-- Extract follows --

Among the team, there is consensus that this experience will have a long-term impact on teachers’ professional practice. Optimizing the digital content they created may spur teachers to innovate and experiment further, perhaps by exploring flipped learning models. “Personally, I’ll have a Google Classroom set up for my Technology classes and for math support students in September so students are familiar with where to go for lessons and assignments,” says Guzas. “Also, we’ll teach students how to use different tools in Technology class so they’ll be prepared should we need to extend or return to distance learning in the future. The vast library of video lessons I have now created will be a wonderful resource for next year which I will use to teach, reteach or share with substitute teachers.”

Distance learning has also helped to strengthen the home-school connection. “Teachers are seeing the ways that technology can help meet students and parents where they are,” Nerkizian notes. “I think more teachers will incorporate recorded lessons as a reference and reteaching or extension tool to drive independent learning. I also think it will increase and expand accessibility for parents and parent/teacher communication. I’ve had a few colleagues mention that they’ve never felt such a close relationship with the parents or had a better understanding of who their students are beyond the walls of the school. Who knows, maybe this experience also shows us that snow days, as we know them, are out and remote learning days are in!”

-- Extract concluded --

Work to complete:
Resume the piece on teachers' experience with distance learning from the point where it stops.

-- Information given follows --

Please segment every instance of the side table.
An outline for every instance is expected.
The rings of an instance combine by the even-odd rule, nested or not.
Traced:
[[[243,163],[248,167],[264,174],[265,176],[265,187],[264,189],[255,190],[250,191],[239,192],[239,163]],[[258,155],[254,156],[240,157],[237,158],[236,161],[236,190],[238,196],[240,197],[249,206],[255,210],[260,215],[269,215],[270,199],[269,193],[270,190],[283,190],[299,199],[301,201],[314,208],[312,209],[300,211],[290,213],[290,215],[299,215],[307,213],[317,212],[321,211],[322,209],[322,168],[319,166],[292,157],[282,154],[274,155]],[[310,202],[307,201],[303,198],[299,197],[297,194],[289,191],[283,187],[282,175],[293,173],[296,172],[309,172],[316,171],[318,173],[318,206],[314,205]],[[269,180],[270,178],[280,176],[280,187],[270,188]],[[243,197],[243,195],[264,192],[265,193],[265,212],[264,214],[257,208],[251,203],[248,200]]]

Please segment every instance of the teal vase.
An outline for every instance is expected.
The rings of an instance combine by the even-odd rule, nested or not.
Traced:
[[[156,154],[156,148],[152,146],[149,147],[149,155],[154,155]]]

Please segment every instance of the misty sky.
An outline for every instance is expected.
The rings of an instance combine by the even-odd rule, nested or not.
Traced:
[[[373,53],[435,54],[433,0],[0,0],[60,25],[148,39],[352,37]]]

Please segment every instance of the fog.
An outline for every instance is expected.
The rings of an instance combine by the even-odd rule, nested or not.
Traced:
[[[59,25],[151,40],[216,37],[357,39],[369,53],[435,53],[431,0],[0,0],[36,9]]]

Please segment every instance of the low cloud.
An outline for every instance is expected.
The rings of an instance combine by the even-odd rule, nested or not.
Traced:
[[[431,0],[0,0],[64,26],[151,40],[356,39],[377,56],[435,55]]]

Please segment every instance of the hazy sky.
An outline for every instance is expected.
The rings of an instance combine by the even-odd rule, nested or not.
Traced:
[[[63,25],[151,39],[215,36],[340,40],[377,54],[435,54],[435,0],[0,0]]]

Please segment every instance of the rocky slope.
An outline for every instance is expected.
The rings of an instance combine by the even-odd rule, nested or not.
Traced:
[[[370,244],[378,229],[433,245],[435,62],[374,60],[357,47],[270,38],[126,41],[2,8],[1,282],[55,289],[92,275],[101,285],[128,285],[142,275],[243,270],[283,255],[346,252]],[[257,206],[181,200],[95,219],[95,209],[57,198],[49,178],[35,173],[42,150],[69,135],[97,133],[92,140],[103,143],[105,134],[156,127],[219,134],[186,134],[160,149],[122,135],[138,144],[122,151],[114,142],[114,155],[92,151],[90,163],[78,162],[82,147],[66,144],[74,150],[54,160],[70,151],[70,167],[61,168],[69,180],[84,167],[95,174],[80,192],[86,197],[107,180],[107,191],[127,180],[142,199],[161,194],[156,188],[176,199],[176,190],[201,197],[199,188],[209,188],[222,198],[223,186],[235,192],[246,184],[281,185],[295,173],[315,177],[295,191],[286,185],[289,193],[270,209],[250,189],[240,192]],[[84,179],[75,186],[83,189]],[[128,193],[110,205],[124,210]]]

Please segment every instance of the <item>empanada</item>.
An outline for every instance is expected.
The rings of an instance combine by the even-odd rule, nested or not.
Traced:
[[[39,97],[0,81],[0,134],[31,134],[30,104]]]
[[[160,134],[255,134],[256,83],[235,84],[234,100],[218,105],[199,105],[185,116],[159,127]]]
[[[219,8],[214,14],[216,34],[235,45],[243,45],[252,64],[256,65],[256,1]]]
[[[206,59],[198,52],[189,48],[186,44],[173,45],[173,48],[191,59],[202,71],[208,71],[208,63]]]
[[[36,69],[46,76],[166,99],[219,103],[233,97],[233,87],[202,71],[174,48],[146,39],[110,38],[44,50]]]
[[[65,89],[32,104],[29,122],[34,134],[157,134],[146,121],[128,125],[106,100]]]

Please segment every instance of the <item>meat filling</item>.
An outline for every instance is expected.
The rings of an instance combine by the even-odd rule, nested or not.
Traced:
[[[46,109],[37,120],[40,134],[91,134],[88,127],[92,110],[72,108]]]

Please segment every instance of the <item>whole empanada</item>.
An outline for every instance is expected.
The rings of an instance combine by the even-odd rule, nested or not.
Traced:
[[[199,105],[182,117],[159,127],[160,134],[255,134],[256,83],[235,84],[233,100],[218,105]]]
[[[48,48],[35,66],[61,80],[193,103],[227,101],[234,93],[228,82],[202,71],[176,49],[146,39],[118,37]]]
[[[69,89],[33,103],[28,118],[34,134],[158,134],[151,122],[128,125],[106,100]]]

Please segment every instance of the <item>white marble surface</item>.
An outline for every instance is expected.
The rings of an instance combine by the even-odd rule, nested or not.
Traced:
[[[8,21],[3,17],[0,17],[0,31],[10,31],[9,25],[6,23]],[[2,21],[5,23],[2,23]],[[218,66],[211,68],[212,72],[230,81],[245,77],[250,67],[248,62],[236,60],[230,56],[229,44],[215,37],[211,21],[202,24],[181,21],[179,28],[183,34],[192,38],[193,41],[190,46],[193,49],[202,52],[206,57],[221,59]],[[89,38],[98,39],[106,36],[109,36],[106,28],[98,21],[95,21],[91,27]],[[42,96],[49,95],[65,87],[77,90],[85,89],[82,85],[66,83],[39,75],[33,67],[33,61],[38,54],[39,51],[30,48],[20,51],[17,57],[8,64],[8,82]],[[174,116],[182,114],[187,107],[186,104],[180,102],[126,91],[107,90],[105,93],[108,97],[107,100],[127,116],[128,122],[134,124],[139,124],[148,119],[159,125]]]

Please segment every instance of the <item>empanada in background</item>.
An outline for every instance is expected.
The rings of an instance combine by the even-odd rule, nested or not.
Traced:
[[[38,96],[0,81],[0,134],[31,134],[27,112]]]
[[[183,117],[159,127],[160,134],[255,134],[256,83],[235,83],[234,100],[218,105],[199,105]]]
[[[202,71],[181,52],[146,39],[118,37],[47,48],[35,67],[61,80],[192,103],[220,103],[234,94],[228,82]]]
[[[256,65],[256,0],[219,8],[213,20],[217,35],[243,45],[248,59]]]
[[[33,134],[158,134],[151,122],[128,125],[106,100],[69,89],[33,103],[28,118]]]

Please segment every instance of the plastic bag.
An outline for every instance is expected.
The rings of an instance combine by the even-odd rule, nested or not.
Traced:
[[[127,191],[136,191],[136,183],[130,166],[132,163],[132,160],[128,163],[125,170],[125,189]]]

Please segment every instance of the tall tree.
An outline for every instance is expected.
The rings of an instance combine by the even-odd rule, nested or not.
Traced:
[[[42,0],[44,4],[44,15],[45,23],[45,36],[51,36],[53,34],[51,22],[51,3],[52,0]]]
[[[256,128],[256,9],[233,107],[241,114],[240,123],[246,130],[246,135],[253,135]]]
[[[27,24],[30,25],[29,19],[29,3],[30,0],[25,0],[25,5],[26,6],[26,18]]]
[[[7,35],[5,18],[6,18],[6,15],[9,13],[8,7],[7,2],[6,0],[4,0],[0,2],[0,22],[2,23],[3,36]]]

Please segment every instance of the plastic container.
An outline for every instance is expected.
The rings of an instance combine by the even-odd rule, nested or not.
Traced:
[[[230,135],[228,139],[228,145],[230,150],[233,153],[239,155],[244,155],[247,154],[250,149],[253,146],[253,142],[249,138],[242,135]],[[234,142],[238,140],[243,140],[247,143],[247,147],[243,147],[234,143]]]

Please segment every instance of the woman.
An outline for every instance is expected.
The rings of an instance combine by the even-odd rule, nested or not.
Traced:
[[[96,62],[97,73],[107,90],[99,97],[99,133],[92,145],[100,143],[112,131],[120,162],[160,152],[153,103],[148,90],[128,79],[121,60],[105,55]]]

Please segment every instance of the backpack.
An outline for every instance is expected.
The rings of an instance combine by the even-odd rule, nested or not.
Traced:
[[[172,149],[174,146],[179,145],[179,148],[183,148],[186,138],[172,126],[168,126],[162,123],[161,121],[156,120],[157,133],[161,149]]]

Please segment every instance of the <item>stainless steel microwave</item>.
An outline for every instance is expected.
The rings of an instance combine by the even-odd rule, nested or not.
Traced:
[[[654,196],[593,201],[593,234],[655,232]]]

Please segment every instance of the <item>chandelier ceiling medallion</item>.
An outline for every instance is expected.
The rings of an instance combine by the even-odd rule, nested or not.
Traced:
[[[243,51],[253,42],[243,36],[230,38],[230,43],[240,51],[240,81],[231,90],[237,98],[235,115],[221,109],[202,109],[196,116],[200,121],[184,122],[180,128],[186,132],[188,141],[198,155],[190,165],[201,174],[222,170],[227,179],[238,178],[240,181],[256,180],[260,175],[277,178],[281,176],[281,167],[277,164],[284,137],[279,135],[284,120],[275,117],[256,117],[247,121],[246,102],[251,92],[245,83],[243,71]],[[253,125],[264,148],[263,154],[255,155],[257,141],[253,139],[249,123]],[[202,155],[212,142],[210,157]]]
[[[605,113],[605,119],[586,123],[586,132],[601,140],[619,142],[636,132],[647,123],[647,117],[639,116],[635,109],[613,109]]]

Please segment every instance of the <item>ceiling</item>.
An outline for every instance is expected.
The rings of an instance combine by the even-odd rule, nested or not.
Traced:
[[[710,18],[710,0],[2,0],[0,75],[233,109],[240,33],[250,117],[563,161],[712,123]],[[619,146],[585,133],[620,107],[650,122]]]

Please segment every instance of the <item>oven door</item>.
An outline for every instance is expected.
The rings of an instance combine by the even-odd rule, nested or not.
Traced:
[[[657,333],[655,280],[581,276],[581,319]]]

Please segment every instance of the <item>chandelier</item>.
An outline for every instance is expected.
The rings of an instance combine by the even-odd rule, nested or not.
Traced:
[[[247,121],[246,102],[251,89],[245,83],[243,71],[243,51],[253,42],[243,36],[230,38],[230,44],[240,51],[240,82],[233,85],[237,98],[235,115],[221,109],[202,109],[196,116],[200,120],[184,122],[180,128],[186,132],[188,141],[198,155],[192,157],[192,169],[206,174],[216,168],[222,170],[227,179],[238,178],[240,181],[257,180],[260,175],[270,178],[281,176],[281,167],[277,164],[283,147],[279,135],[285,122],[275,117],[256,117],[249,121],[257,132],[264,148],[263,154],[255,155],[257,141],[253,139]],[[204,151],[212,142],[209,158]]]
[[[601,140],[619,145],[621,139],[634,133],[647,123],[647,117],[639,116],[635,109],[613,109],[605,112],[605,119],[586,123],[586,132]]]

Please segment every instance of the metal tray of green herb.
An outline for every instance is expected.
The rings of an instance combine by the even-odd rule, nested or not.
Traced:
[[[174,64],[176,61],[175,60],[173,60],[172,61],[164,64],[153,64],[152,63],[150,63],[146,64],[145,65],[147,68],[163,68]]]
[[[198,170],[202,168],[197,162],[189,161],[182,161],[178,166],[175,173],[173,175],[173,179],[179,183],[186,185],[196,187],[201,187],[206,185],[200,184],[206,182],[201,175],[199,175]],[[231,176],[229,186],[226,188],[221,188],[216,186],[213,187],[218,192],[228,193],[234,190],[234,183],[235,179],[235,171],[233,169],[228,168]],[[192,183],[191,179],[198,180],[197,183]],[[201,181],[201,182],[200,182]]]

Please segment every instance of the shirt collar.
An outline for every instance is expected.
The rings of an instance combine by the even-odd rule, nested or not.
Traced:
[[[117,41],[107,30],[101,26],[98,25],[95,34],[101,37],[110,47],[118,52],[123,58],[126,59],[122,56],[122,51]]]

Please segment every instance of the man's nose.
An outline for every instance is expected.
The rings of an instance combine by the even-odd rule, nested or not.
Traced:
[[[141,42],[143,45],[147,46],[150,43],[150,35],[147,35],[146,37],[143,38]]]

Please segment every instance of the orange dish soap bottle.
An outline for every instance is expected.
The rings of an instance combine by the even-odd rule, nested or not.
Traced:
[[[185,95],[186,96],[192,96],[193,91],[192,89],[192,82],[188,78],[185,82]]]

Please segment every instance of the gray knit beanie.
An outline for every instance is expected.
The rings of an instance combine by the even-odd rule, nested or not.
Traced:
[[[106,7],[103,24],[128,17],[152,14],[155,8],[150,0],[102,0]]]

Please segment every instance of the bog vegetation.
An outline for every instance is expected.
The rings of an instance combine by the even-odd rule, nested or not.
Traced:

-- Information given concluded --

Answer space:
In terms of establishing a strong home/school tech connection, Brady’s team distributed more than 300 devices to students–some without any technology at home and many others whose families discovered that access to shared technology at home was insufficient to meet the needs of multiple household members simultaneously engaged in working and learning remotely. “In anticipation of the potential need to extend distance learning, our technology team is repurposing existing devices and procuring new ones so that we’ll be able to provide all our students with mobile technology,” says Brady. “Based on the number of mobile devices in our K-8 classrooms, we are capable of providing a mobile device to each student. Reconfiguring existing and configuring new devices for over 2,000 students is an enormous project. Once the devices are configured, we’ll work with our building administrators to deploy them.”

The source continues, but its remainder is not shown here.